◆ **Given records**:
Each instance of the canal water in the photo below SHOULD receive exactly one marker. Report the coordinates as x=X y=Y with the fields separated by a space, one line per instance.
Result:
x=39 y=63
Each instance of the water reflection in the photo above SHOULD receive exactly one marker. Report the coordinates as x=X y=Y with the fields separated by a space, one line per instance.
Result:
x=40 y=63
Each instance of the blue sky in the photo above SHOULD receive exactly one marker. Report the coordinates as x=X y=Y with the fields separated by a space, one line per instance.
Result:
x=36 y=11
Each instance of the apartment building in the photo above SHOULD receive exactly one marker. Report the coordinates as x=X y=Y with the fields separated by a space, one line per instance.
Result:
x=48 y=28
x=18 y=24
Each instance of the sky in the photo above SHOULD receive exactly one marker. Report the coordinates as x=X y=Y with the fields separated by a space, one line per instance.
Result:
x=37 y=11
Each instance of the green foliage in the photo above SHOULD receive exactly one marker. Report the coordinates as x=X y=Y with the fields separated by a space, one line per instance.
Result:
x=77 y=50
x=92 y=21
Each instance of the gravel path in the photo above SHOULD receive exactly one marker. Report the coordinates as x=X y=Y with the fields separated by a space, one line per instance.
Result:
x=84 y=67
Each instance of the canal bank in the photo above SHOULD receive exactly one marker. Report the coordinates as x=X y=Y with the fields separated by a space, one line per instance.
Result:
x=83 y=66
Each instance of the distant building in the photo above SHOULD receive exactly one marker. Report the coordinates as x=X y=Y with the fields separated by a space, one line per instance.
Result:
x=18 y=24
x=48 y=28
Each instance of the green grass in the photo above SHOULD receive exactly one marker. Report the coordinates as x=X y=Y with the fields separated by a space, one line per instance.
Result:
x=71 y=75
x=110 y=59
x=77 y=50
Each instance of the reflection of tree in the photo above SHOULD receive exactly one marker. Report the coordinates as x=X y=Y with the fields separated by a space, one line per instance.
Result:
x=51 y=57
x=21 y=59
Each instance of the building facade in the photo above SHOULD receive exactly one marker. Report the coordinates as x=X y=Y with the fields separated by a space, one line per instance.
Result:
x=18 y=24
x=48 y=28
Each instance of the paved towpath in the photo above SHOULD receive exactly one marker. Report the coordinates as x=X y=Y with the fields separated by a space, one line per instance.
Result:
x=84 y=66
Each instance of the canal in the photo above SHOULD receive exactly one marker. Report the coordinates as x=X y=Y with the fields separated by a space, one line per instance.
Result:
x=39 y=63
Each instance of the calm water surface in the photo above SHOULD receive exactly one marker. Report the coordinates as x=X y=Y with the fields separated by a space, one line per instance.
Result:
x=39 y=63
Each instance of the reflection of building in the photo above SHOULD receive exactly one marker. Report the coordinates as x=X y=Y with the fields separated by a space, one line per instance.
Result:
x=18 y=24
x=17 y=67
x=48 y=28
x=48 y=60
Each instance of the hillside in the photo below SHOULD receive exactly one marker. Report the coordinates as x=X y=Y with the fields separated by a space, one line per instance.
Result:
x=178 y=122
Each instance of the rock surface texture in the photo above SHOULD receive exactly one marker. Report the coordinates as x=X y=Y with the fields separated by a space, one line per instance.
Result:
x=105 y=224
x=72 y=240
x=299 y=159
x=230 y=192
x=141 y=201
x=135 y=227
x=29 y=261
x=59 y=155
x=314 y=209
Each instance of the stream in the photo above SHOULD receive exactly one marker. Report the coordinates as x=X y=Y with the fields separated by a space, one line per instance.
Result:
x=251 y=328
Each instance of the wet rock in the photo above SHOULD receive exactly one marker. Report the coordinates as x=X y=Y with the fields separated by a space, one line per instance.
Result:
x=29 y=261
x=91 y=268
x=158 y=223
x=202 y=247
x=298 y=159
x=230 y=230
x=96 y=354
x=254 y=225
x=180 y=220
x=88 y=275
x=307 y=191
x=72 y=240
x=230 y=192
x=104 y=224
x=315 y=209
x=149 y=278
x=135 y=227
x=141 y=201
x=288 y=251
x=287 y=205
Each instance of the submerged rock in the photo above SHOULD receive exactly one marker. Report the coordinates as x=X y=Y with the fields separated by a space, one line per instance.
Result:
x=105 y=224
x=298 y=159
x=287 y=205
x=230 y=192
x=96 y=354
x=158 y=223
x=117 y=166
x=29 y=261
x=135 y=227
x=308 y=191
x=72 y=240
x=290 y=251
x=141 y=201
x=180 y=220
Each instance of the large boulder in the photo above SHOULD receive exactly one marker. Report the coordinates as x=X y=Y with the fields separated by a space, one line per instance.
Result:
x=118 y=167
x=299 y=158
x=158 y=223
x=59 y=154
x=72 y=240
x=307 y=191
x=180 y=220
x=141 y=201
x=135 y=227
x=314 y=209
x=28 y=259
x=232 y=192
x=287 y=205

◆ **Task requirements**: Can you print the stretch of rows from the line containing "Each instance of the stream" through the line containing "x=251 y=328", copying each line without any change?

◆ **Result below**:
Each instance of the stream in the photo above SHOULD receive exactly one marker. Report the coordinates as x=X y=Y with the fields separated by a space, one line per instance.
Result:
x=251 y=328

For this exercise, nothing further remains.